--- Supplied records Enclosed Below ---

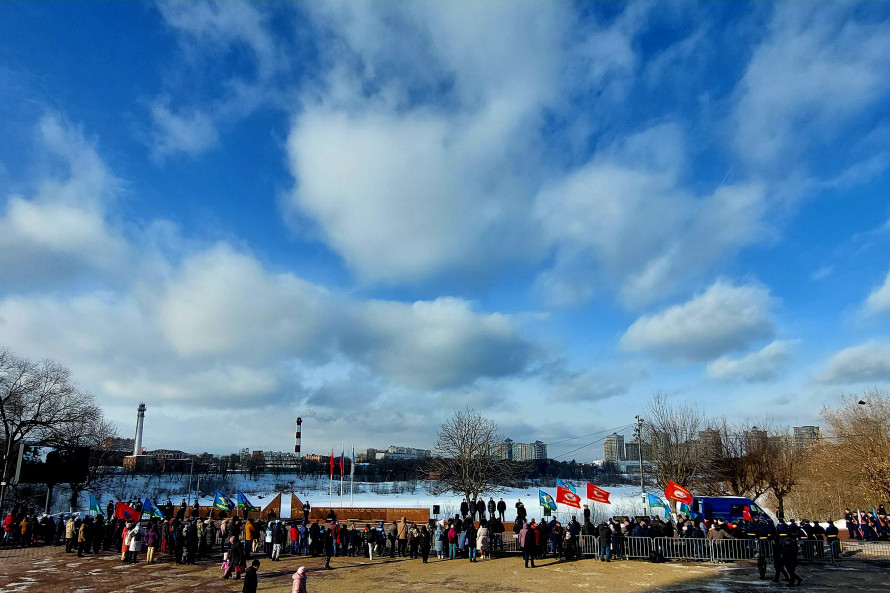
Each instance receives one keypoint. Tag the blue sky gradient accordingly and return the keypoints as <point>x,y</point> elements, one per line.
<point>370,214</point>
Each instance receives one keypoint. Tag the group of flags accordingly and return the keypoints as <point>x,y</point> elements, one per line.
<point>221,501</point>
<point>567,494</point>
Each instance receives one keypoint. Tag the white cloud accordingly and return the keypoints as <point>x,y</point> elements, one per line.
<point>764,365</point>
<point>879,299</point>
<point>721,319</point>
<point>191,133</point>
<point>623,219</point>
<point>817,67</point>
<point>865,363</point>
<point>61,229</point>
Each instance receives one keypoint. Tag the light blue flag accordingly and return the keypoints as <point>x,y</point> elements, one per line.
<point>148,506</point>
<point>566,485</point>
<point>546,500</point>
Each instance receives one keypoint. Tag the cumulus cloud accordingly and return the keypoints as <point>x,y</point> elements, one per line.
<point>879,299</point>
<point>62,229</point>
<point>724,318</point>
<point>865,363</point>
<point>818,66</point>
<point>764,365</point>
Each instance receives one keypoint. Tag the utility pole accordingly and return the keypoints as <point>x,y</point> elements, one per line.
<point>638,434</point>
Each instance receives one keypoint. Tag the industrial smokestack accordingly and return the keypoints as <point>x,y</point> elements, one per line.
<point>140,420</point>
<point>299,433</point>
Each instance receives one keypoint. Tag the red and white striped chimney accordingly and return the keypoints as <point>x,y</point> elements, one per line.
<point>299,431</point>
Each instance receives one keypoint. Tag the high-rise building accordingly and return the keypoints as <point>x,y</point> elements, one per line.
<point>613,447</point>
<point>632,451</point>
<point>806,436</point>
<point>510,449</point>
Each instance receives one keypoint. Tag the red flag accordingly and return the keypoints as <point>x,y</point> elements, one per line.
<point>125,512</point>
<point>597,494</point>
<point>674,491</point>
<point>566,496</point>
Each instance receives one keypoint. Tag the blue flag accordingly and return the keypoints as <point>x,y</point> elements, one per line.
<point>546,500</point>
<point>148,506</point>
<point>244,503</point>
<point>223,502</point>
<point>566,485</point>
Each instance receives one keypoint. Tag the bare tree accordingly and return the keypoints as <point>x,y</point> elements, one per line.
<point>464,458</point>
<point>860,428</point>
<point>783,462</point>
<point>38,404</point>
<point>671,433</point>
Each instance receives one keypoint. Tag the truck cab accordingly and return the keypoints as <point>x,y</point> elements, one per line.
<point>728,508</point>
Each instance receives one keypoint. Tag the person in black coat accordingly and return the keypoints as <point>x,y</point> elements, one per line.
<point>251,578</point>
<point>789,557</point>
<point>235,558</point>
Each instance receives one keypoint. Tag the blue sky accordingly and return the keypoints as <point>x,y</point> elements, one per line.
<point>371,214</point>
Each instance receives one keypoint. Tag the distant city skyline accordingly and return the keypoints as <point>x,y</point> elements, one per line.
<point>372,214</point>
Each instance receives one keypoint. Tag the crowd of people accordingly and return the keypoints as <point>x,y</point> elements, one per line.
<point>476,533</point>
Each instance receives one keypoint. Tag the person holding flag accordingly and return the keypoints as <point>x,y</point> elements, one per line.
<point>565,494</point>
<point>546,500</point>
<point>95,507</point>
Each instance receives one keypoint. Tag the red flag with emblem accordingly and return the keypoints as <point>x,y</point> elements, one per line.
<point>597,494</point>
<point>566,496</point>
<point>125,512</point>
<point>674,491</point>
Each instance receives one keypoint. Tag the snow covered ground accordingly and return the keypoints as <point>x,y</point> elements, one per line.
<point>625,499</point>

--- End of Enclosed Supplied records ---

_Goal of the exercise_: Repeat the records above verbatim. Include none of the pictures.

_Your solution_:
Each instance receives one keypoint. Tag the blue sky gradient accordingly and return the keypoints as <point>x,y</point> elements, one per line.
<point>370,214</point>
Each instance receives one keypoint. Tag the group of flags accordingly and return the keypoints as <point>x,y</point> elements, one per line.
<point>221,501</point>
<point>567,494</point>
Each instance receives one keypoint. Tag the white cloud accordingly and return the keypoints as <point>x,y</point> elements, one per line.
<point>764,365</point>
<point>879,299</point>
<point>721,319</point>
<point>191,133</point>
<point>623,219</point>
<point>817,67</point>
<point>865,363</point>
<point>61,229</point>
Each instance receives one keypoint. Tag the light blue flag accordingly and return the keypoints as <point>x,y</point> elements, one per line.
<point>148,506</point>
<point>566,485</point>
<point>546,500</point>
Each instance receives one keypoint. Tag the cumulus cloud accordingly and return the keypoints as <point>x,y</point> elements, one per line.
<point>879,299</point>
<point>62,229</point>
<point>724,318</point>
<point>865,363</point>
<point>818,66</point>
<point>764,365</point>
Each instance receives one keypoint. Tag the utility pole accordingly and return the keypoints as <point>x,y</point> elements, one per line.
<point>638,434</point>
Each instance receives one keypoint. Tag the industrial smokestack accordingly and return the keypoints as <point>x,y</point> elements, one per line.
<point>140,420</point>
<point>299,433</point>
Each instance receives one keypoint. Tag the red and white striped chimney accordingly and return the keypoints as <point>x,y</point> elements, one per line.
<point>299,431</point>
Each instance receives one keypoint. Tag the high-rise building accordingly and return the keypoints as <point>x,y</point> elements, one per line.
<point>613,447</point>
<point>632,451</point>
<point>806,436</point>
<point>510,449</point>
Each instance receives one keypoint. Tag the red flag accordingly and return the keypoints as <point>x,y</point> elements, one per line.
<point>125,512</point>
<point>597,494</point>
<point>674,491</point>
<point>566,496</point>
Each instance receives one keypoint. Tag the blue flag accordingly and return the keypoints as <point>x,y</point> elements, one per line.
<point>546,500</point>
<point>148,506</point>
<point>244,503</point>
<point>223,502</point>
<point>566,485</point>
Each instance receives one keypoint. Tag the bare tree accordingly and return the keypoints as <point>x,y</point> elements, one per line.
<point>464,458</point>
<point>860,428</point>
<point>783,462</point>
<point>38,404</point>
<point>671,433</point>
Each instance receives one keypoint. Tag the truck cab accordingly and return the keypoints as <point>x,y</point> elements, one per line.
<point>728,508</point>
Each instance receives one keypoint. Tag the person in black coat accordingly and return the keypoints as <point>x,y</point> elements, one per line.
<point>251,578</point>
<point>789,557</point>
<point>235,558</point>
Each instance receives one keypoint. Tag the blue sky accordingly and return the keypoints as <point>x,y</point> elements, one per line.
<point>371,214</point>
Each instance receives one keypoint. Tag the distant city skyline accordingly and return the keypoints as <point>x,y</point> elements, one per line.
<point>372,214</point>
Each instance receives one keypoint. Tag the crowd of people accordingly and return the keypoints as <point>x,y</point> elements, one per line.
<point>476,533</point>
Each instance receives one keypoint. Tag the person holding flag accordingly and return the keypoints as <point>x,y</point> elements, one per line.
<point>565,494</point>
<point>546,500</point>
<point>95,507</point>
Each instance receives one keypoint. Tag the red flag with emblem accordingly and return the keypoints as <point>x,y</point> elements, one per line.
<point>597,494</point>
<point>566,496</point>
<point>125,512</point>
<point>674,491</point>
Each instance receives one keypoint. Tag the snow covered ground accordingly and return the keypoints as <point>x,y</point> elements, one per line.
<point>625,499</point>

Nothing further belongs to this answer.